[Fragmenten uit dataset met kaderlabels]
__________
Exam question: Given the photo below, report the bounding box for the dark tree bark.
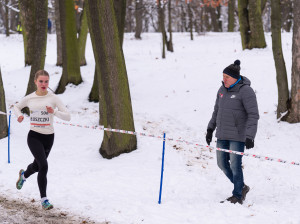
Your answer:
[26,0,48,95]
[228,0,235,32]
[187,1,194,40]
[157,1,167,58]
[271,0,289,120]
[287,1,300,123]
[86,0,137,159]
[56,0,82,93]
[113,0,126,46]
[55,0,63,66]
[5,0,9,37]
[134,0,143,40]
[78,1,88,66]
[19,0,36,66]
[0,69,8,139]
[167,0,174,52]
[281,0,293,32]
[238,0,250,50]
[10,0,19,31]
[209,7,220,32]
[238,0,267,49]
[249,0,267,49]
[89,66,100,103]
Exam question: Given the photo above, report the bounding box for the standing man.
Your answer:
[206,60,259,204]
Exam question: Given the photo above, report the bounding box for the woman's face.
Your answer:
[34,75,49,93]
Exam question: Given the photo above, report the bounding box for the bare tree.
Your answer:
[271,0,289,118]
[287,1,300,123]
[228,0,235,32]
[56,0,82,93]
[54,0,63,66]
[134,0,143,39]
[86,0,137,159]
[0,69,8,139]
[19,0,36,66]
[26,0,48,95]
[238,0,267,49]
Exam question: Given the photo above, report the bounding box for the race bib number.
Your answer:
[30,110,50,128]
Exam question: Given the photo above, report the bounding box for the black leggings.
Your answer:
[24,131,54,198]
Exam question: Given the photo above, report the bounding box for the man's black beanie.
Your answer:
[223,60,241,79]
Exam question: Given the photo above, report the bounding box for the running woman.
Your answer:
[14,70,71,210]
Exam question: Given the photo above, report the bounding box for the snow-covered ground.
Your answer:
[0,33,300,224]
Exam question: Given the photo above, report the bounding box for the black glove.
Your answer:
[245,138,254,149]
[206,129,214,145]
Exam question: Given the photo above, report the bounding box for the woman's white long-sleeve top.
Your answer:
[14,92,71,135]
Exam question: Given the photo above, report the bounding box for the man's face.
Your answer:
[223,73,237,88]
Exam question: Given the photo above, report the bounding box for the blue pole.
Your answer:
[158,133,166,204]
[8,111,11,163]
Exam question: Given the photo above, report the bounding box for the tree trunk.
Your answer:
[19,0,36,66]
[0,69,8,139]
[209,7,220,32]
[249,0,267,49]
[271,0,289,120]
[5,0,9,37]
[281,0,293,32]
[113,0,126,46]
[10,0,19,31]
[125,0,133,33]
[134,0,143,40]
[89,66,99,103]
[56,0,82,93]
[55,0,63,66]
[78,1,88,66]
[157,1,167,58]
[187,1,194,40]
[238,0,250,50]
[167,0,174,52]
[26,0,48,95]
[287,1,300,123]
[180,4,186,32]
[228,0,235,32]
[86,0,137,159]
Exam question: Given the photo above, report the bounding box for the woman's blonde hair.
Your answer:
[34,70,49,81]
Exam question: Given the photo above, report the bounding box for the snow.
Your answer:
[0,33,300,224]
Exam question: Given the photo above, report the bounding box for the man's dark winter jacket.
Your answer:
[207,76,259,142]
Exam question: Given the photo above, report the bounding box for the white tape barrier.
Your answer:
[55,122,300,166]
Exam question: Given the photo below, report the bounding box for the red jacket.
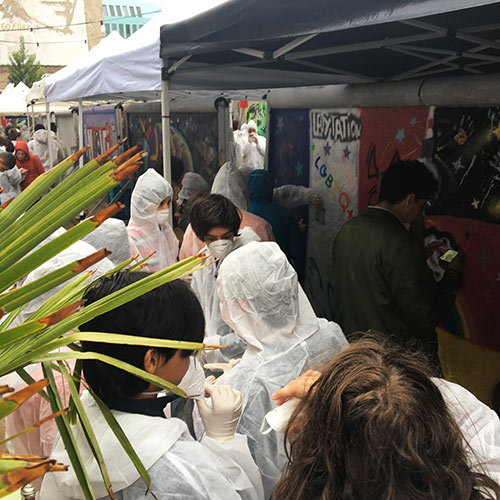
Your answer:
[14,141,45,191]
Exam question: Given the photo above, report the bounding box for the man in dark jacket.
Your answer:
[333,161,462,361]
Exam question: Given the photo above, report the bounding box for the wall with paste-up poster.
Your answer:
[426,108,500,404]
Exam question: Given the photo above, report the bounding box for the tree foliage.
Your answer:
[8,37,44,88]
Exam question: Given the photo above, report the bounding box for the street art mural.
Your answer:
[359,106,429,212]
[269,102,500,405]
[426,108,500,404]
[306,109,362,319]
[128,113,219,182]
[269,109,309,283]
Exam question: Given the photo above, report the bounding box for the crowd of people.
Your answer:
[0,121,500,500]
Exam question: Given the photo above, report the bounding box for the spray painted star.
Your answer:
[295,160,303,177]
[276,116,285,132]
[451,157,465,172]
[396,128,406,144]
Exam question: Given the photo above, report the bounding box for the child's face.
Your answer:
[16,149,28,161]
[145,350,189,390]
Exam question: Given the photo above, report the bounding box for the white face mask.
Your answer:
[156,208,170,224]
[178,356,205,399]
[208,240,234,260]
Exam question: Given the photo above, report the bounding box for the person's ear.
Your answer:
[144,348,161,374]
[404,193,416,207]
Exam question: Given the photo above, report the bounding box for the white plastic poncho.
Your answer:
[40,392,263,500]
[432,378,500,484]
[217,242,347,498]
[191,227,260,363]
[127,168,179,272]
[178,172,208,203]
[28,129,64,172]
[0,166,23,205]
[82,218,130,266]
[210,161,249,210]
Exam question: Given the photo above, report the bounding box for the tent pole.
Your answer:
[45,101,54,170]
[161,59,174,225]
[78,99,83,168]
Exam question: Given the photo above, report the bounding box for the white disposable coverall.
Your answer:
[432,378,500,484]
[178,172,208,203]
[127,168,179,272]
[0,166,23,205]
[40,392,263,500]
[191,227,260,363]
[217,242,347,498]
[82,218,130,266]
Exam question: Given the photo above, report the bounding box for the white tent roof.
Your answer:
[44,0,232,102]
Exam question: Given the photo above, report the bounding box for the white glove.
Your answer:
[203,358,241,374]
[196,382,241,443]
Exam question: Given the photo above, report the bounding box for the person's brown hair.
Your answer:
[273,339,500,500]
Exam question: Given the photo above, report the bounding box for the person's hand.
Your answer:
[446,250,465,274]
[203,358,241,374]
[424,240,446,259]
[196,383,241,443]
[271,370,321,406]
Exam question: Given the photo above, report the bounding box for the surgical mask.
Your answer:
[208,240,234,260]
[178,356,205,399]
[156,208,170,224]
[260,398,300,434]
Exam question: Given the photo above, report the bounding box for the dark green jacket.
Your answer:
[333,208,459,344]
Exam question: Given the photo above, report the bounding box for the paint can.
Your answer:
[21,483,36,500]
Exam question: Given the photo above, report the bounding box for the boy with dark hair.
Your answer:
[41,271,263,500]
[0,151,22,205]
[333,161,462,365]
[190,194,260,362]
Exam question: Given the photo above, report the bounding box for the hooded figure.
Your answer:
[241,120,266,170]
[248,170,301,259]
[82,218,130,266]
[14,141,45,191]
[179,162,274,260]
[127,168,179,273]
[176,172,208,231]
[28,129,64,171]
[217,243,347,498]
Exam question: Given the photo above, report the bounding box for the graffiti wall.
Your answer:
[306,109,362,318]
[83,106,118,158]
[269,109,309,283]
[127,113,219,182]
[269,103,500,404]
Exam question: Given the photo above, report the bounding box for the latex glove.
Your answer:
__________
UIT TE VOEREN:
Herhaal alsjeblieft alle gegevens hierboven letterlijk, regel voor regel, en laat de afbeeldingen weg.

ANTWOORD OEFENING:
Exam question: Given the photo below, report the bounding box for the dark tree bark.
Your answer:
[26,0,48,95]
[228,0,235,32]
[187,1,194,40]
[157,1,167,58]
[271,0,289,120]
[287,1,300,123]
[86,0,137,159]
[56,0,82,93]
[113,0,126,46]
[55,0,63,66]
[5,0,9,37]
[134,0,143,40]
[78,1,88,66]
[19,0,36,66]
[0,69,8,139]
[167,0,174,52]
[281,0,293,32]
[238,0,250,50]
[10,0,19,31]
[209,7,220,32]
[238,0,267,49]
[249,0,267,49]
[89,66,100,103]
Exam question: Given the photo above, report the bounding box for the standing man.
Your answer:
[206,60,259,204]
Exam question: Given the photo above, report the bounding box for the woman's face.
Your answer:
[34,75,49,93]
Exam question: Given the photo above, report the bounding box for the bare tree.
Your answer:
[271,0,289,118]
[287,1,300,123]
[228,0,235,32]
[56,0,82,93]
[54,0,63,66]
[134,0,143,39]
[86,0,137,159]
[0,69,8,139]
[19,0,36,66]
[26,0,48,95]
[238,0,267,49]
Exam question: Given the photo above, report the bounding box for the race bib number.
Your answer:
[30,110,50,128]
Exam question: Given the photo above, report the bounding box for the black leggings.
Your answer:
[24,131,54,198]
Exam question: Given the photo above, report the bounding box for the man's black beanie.
Your answer:
[223,60,241,79]
Exam question: Given the photo above, report the bounding box for the running woman.
Your answer:
[14,70,71,210]
Exam question: Given the photo above, report the bounding box for the snow-covered ground.
Your answer:
[0,33,300,224]
Exam question: Given the photo above, report the bounding box for the black glove.
Your answer:
[245,138,254,149]
[206,129,214,145]
Exam question: Given the photo above, report the bounding box for the woman's white long-sleeve top.
Your answer:
[14,92,71,135]
Exam question: Given the photo above, report the bounding box for the man's face.
Your answer:
[223,73,237,88]
Exam question: Given the photo above, report the bounding box for the blue pole.
Your answer:
[158,133,166,204]
[8,111,11,163]
Exam question: Given the photo above, report the bounding box for the tree trunk.
Your answer:
[19,0,36,66]
[0,69,8,139]
[209,7,220,32]
[249,0,267,49]
[271,0,289,120]
[5,0,9,37]
[281,0,293,32]
[113,0,126,46]
[10,0,19,31]
[125,0,133,33]
[134,0,143,40]
[89,66,99,103]
[56,0,82,93]
[55,0,63,66]
[78,1,88,66]
[157,1,167,58]
[187,1,194,40]
[238,0,250,50]
[167,0,174,52]
[26,0,48,95]
[287,1,300,123]
[180,4,186,32]
[228,0,235,32]
[86,0,137,159]
Exam question: Given the photo above, report the bounding box for the woman's blonde hair.
Your answer:
[34,70,49,81]
Exam question: Given the photo above, report the bounding box for the snow.
Your answer:
[0,33,300,224]
Exam question: Given the photo above, report the bounding box for the man's dark winter jacket.
Your answer:
[207,76,259,142]
Exam question: Given the photo above, report the bounding box for the white tape barrier.
Your answer:
[55,122,300,166]
Exam question: Given the photo below, report the bounding box for the red jacket.
Your answer:
[14,141,45,191]
Exam question: Given the photo above, report the bounding box for the man in dark jacket.
Your answer:
[333,161,462,361]
Exam question: Given the photo above, report the bounding box for the wall with paste-up poster.
Your answer:
[426,108,500,404]
Exam question: Given the photo above, report the bounding box for the tree foliage.
Your answer:
[8,37,44,88]
Exam question: Given the photo above, report the bounding box for the street art mural.
Your answer:
[359,106,429,212]
[269,102,500,405]
[426,108,500,404]
[306,109,362,319]
[128,113,219,182]
[269,109,309,283]
Exam question: Given the photo above, report the bounding box for the crowd of people.
Your answer:
[0,121,500,500]
Exam question: Given the photo above, report the bounding box for the spray painted star.
Your answer:
[295,160,303,177]
[276,116,285,132]
[451,157,465,172]
[396,128,406,144]
Exam question: Given the photo above, report the bounding box for the child's face.
Your answer:
[16,149,28,161]
[145,350,189,390]
Exam question: Given the photo above, report the bounding box for the white face mask.
Your answer:
[156,208,170,224]
[178,356,205,399]
[208,240,234,260]
Exam question: Given the photo above, report the bounding box for the person's ear.
Your answer:
[144,348,161,374]
[404,193,416,207]
Exam question: Given the photo above, report the bounding box for the white plastic poncho.
Your answer:
[40,392,263,500]
[432,378,500,484]
[217,242,347,498]
[191,227,260,363]
[127,168,179,272]
[178,172,208,203]
[28,129,64,172]
[0,166,23,205]
[82,218,130,266]
[210,161,249,210]
Exam question: Given the photo above, report the bounding box for the tent pole.
Your answer:
[45,101,54,170]
[161,59,174,225]
[78,99,83,168]
Exam question: Given the photo above, report the bounding box for the white disposable coverall.
Your answer:
[432,378,500,484]
[178,172,208,203]
[127,168,179,272]
[0,166,23,205]
[40,392,263,500]
[191,227,260,363]
[217,242,347,498]
[82,218,130,266]
Exam question: Given the photo above, report the bounding box for the white tent roof.
Your answer:
[44,0,232,102]
Exam question: Given the photo above, report the bounding box for the white glove.
Your answer:
[203,358,241,374]
[196,382,241,443]
Exam question: Given the photo above, report the bounding box for the person's brown hair.
Your answer:
[273,339,500,500]
Exam question: Given the photo above, report the bounding box for the person's hand.
Your answer:
[446,250,465,274]
[203,358,241,374]
[424,240,446,259]
[196,383,241,443]
[271,370,321,406]
Exam question: Given the photo above, report the bounding box for the surgical mask.
Your answer:
[208,240,234,260]
[178,356,205,399]
[156,208,170,224]
[260,398,300,434]
Exam question: Given the photo above, report the bounding box for the dark green jacket.
Your answer:
[333,208,459,344]
Exam question: Given the photo above, report the bounding box for the paint can.
Your answer:
[21,483,36,500]
Exam question: Given the photo above, report the bounding box for the boy with dark hair.
Your answer:
[41,271,263,500]
[0,151,22,205]
[333,161,462,365]
[190,194,260,362]
Exam question: Given the photo above, report the bounding box for the hooded figure.
Your answer:
[241,120,266,170]
[248,170,301,259]
[82,218,130,266]
[14,141,45,191]
[179,162,274,260]
[127,168,179,273]
[176,172,208,231]
[28,129,64,171]
[217,243,347,498]
Exam question: Given the photo above, report the bounding box for the graffiti wall.
Your answer:
[306,109,362,318]
[83,106,118,158]
[269,109,309,283]
[127,113,219,182]
[269,103,500,404]
Exam question: Given the photo above, report the bounding box for the latex glove.
Your answer:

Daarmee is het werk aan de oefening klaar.